◆ **GIVEN TASK**
Pick out and copy every line below that contains the word "this", matching its case exactly.

◆ **DATA EXCERPTS**
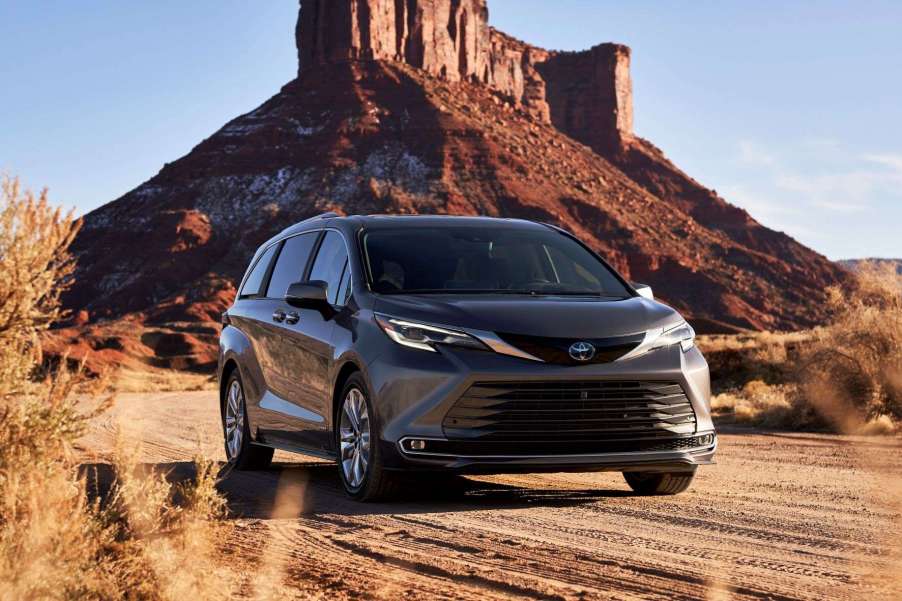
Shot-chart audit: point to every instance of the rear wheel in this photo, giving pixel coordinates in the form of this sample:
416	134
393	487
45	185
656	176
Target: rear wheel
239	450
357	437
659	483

...

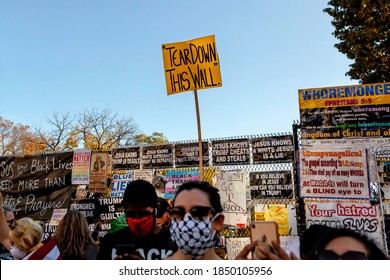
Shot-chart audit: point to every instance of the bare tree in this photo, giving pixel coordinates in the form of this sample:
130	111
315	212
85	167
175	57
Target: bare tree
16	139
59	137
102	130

◆ **THE COMPLETED TASK**
Shot-chart audit: point to every instance of the rear wheel in this photo, giving pixel coordinates in the form of this sample:
Shot-chart audit: point to every instance of the bare tree in this photo, giving pixel coordinates in the form of this sample:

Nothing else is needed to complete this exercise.